**Stored data entries:**
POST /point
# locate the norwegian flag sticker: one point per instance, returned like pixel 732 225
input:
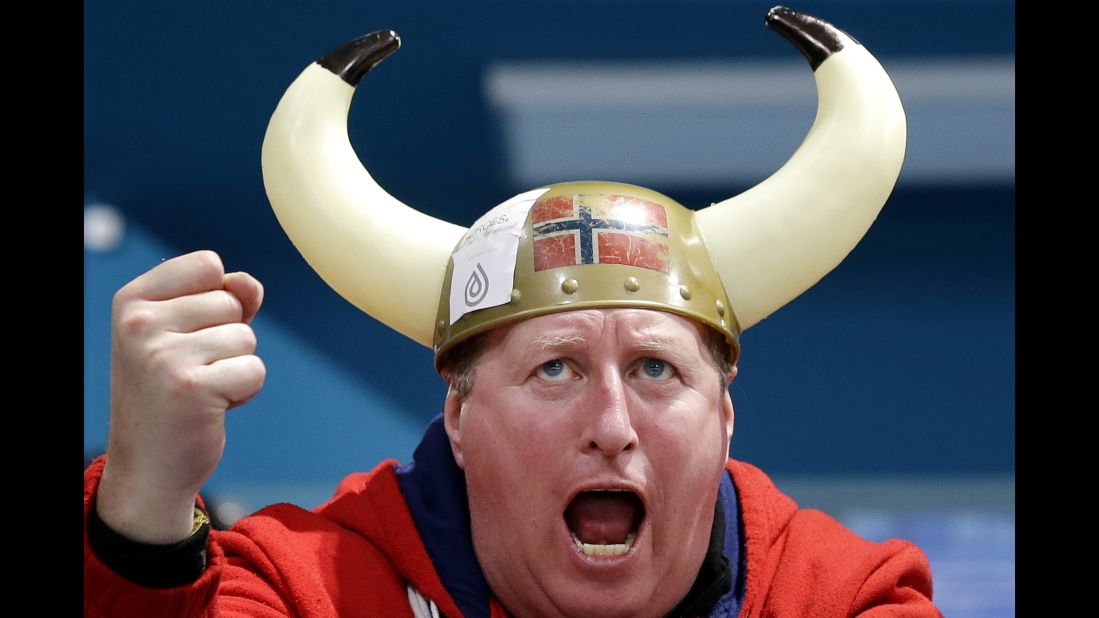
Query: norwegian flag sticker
pixel 595 229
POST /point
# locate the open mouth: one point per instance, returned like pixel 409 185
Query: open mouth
pixel 604 522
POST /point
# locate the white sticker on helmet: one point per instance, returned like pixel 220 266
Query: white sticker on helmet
pixel 485 261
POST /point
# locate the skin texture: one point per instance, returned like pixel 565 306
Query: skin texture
pixel 530 436
pixel 181 355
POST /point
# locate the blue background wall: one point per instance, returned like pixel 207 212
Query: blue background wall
pixel 900 363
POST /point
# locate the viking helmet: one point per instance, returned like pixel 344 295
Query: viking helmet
pixel 586 244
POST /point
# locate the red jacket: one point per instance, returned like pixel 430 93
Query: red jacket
pixel 355 554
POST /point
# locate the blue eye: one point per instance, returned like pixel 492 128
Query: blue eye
pixel 655 367
pixel 553 368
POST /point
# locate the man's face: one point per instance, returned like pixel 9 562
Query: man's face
pixel 592 443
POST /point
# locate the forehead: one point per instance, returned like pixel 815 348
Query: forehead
pixel 590 328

**Exercise goal:**
Leave the images out, please, and restate each line word for word.

**Exercise output:**
POST /point
# locate the norwegian flag sticker: one point per instance, returned like pixel 732 225
input:
Query: norwegian flag sticker
pixel 595 229
POST /point
# locate the open mouth: one point per instance, returned like pixel 409 185
Query: open mouth
pixel 604 522
POST /point
# locate the white sticker on helmet: one point per instance, returned like pixel 220 266
Query: white sticker on helmet
pixel 485 261
POST /point
# locate the skin texture: one point per instance, returned like pixel 565 306
Query: skin texture
pixel 530 436
pixel 181 355
POST /point
# locate the blue background wall: one point per instance, returned like pixel 207 212
Query: blue background wall
pixel 900 363
POST /point
# locate the viking helmet: one point per instance, returned like pixel 344 295
Query: viking helmet
pixel 586 244
POST /point
# locate the red jacket: one point per instance, returned like pixel 430 93
Query: red jacket
pixel 355 554
POST /point
# locate the blue eye: one point per instance, returned like pixel 492 128
Query: blue eye
pixel 655 367
pixel 553 368
POST /point
# locate the man's face: one point per instance, returned like pixel 9 562
Query: man's face
pixel 592 443
POST /point
# locate the forehead: one point per instance, returned like pixel 815 348
Query: forehead
pixel 590 328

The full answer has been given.